▶ EXCERPTED TEXT:
For two whole days, the scientists haggled with the Saudi delegate over this single word in the
“Summary for Policy Makers.” They debated, by one estimate, nearly thirty different alternatives
before IPCC chair Bert Bolin finally found a word that both sides could accept: “the balance of
evidence suggests a discernible human influence on climate.” The term discernible established a
middle ground by suggesting that climate change was indeed detectable, as the scientists argued,
while acknowledging that humanity's precise role in that change and its magnitude were still subject
to dispute—a concession that no doubt pleased the Saudi delegate. This sentence would go on to
become famous or, in some circles, infamous. The fact that two entire days at the final plenary were
devoted to debating a single word in the report's summary gives you some idea of how contentious
the debate over the reality of human-caused climate change had become by 1995.
Why did the scientists care so much about the wording? What would be the harm, after all, if the
wording were weakened a bit? I suppose it comes down to how deeply scientists care about getting
things right. Details matter, and we argue passionately with each other about them. We don't suffer
perceived inaccuracies lightly, and more than anything else, we don't like being misrepresented. The
fact that the science in this case might have deep real-world consequences only amplified these
natural inclinations.

▶ DATA LINES:

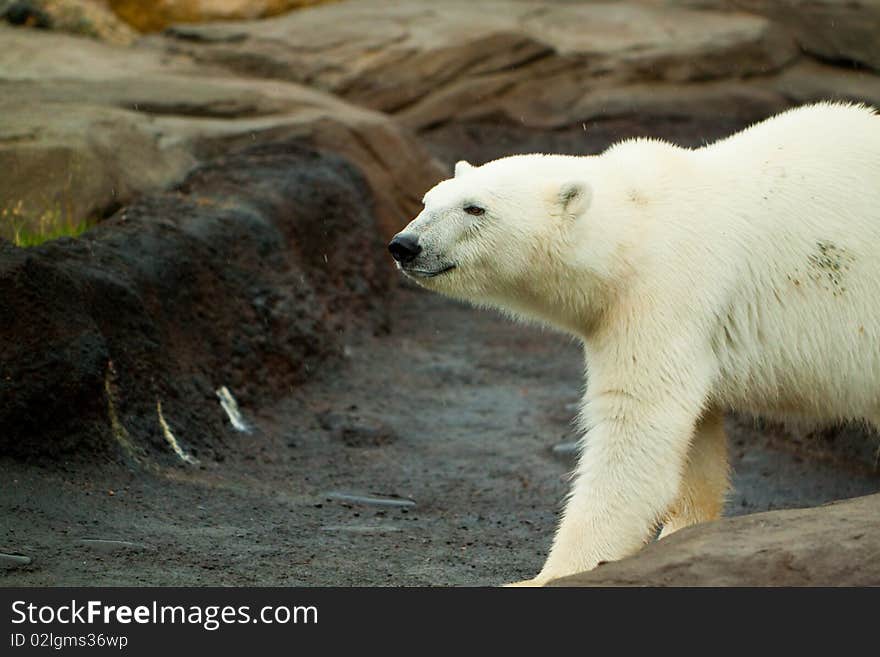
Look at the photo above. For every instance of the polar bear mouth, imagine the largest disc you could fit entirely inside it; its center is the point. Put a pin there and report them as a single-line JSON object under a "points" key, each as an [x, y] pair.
{"points": [[426, 273]]}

▶ EXERCISE DETAILS: Please reproduce the excerpt on the IPCC wording debate word for word, beginning at the words "Why did the" and stopping after "natural inclinations.". The material is separate from the excerpt on the IPCC wording debate.

▶ SOLUTION FOR THIS TASK:
Why did the scientists care so much about the wording? What would be the harm, after all, if the
wording were weakened a bit? I suppose it comes down to how deeply scientists care about getting
things right. Details matter, and we argue passionately with each other about them. We don't suffer
perceived inaccuracies lightly, and more than anything else, we don't like being misrepresented. The
fact that the science in this case might have deep real-world consequences only amplified these
natural inclinations.